### Stated problem a
State how many lines of the rows contain the word "lamp". Reply with the number alone.
— BEGIN Given text —
Use this file to discover all available pages before exploring further.

Search Operations

Perform semantic search and Cypher queries against your warehouse data. Perform semantic search across warehouse data:
warehouse = client.get_warehouse("warehouse-id")

response = warehouse.retrieve_with_semantic_search(
    query="financial reports from Q4",
    n_objects=10,
    indexes=["chunks"],  # Optional, defaults to ["chunks"]
    reformulate_query=True, # Optional, defaults to False
    enrich_with_chunks=True, # Optional, defaults to False
    included_tags = [{"parent": "job-category", "children": "data-engineer"}],
    excluded_tags = [{"parent": "job-category", "children": "data-engineer"}],
    rerank=True, # Optional, defaults to False
)

results = response.get("retrieval_results", [])
for result in results:
    print(f"Score: {result.get('score', 'N/A')}")
    print(f"Content: {result.get('content', '')[:100]}...")
— END Given text —
— BEGIN Available records —
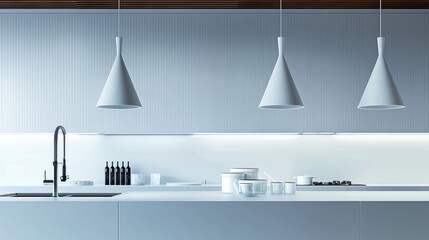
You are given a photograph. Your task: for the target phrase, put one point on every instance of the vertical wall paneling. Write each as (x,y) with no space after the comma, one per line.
(205,71)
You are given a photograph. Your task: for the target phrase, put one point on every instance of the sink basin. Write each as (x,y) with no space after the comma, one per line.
(60,195)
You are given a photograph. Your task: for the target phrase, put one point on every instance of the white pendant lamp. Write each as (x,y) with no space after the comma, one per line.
(281,92)
(381,92)
(119,92)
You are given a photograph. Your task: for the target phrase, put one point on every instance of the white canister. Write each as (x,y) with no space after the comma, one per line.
(290,187)
(249,173)
(259,185)
(230,182)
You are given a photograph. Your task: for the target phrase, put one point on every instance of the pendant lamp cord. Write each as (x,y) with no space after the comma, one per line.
(281,20)
(380,18)
(119,13)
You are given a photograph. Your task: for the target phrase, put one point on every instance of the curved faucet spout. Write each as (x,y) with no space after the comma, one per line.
(64,175)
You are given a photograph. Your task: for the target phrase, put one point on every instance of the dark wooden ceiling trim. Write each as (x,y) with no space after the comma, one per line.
(214,4)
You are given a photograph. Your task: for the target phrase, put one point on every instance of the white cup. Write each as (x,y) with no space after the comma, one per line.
(290,187)
(155,179)
(138,178)
(246,189)
(277,187)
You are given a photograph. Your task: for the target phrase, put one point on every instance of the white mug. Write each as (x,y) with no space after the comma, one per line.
— END Available records —
### Stated problem b
In the search operations text, what does the indexes parameter default to?

### Solution a
2

### Solution b
It defaults to ["chunks"].